Dataset rows
____

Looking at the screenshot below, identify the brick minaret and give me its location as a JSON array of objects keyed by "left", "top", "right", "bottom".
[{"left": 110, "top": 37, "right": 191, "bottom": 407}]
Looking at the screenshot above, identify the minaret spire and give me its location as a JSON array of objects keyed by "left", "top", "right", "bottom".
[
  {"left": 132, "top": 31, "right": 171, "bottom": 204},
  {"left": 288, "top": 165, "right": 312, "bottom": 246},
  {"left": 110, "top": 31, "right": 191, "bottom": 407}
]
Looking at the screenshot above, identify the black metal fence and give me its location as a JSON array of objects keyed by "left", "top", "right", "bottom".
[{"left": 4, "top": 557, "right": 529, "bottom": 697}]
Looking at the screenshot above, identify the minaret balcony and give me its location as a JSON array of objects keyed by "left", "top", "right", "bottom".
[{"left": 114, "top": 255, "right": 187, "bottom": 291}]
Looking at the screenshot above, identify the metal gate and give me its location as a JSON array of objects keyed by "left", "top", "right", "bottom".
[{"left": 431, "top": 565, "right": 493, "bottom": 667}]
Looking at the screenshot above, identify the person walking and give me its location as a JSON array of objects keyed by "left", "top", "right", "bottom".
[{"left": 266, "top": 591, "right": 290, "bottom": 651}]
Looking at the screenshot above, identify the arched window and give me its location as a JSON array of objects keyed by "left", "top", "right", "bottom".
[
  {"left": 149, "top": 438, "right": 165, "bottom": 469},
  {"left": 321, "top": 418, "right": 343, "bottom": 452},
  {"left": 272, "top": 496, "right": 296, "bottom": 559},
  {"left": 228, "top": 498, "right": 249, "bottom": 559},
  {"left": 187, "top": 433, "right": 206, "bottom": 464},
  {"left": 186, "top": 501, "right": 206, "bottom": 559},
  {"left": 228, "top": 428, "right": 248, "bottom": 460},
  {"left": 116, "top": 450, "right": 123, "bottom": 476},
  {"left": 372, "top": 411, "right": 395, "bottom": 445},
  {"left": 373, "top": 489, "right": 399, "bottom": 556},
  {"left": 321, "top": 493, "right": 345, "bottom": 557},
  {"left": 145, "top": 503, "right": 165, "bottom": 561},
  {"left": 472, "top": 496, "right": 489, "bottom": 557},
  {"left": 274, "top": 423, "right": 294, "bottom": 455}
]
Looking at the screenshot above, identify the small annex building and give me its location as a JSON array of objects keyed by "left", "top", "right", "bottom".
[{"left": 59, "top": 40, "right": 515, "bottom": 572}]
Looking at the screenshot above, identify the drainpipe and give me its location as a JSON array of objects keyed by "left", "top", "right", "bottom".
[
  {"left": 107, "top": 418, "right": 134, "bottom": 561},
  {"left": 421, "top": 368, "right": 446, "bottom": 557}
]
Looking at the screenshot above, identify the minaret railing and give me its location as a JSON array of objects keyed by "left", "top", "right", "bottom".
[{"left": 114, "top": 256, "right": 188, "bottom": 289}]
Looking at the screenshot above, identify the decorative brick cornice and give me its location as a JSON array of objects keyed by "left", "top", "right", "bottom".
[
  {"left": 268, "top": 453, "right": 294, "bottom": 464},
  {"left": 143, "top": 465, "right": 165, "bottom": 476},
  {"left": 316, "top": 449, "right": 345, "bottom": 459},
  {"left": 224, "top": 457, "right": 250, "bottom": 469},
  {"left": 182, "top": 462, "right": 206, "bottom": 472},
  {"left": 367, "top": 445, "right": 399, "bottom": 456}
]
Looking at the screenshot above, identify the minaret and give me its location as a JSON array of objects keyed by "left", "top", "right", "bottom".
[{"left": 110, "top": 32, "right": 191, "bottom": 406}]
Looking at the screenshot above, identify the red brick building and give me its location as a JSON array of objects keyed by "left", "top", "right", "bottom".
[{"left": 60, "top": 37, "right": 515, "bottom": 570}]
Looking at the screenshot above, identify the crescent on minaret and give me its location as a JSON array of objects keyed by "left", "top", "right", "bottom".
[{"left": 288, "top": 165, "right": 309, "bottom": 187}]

____

[Stated task] Report every line of the rows above that contains the string "metal", copying each line in full. Count only matches with the same letter case.

[Solved problem]
Looking at the screenshot above, identify the black metal fence and give me its location as a JSON array of objects keyed by "left", "top", "right", "bottom".
Looking at the screenshot above, identify the metal gate and give me its location as a JSON array of objects keyed by "left", "top", "right", "bottom".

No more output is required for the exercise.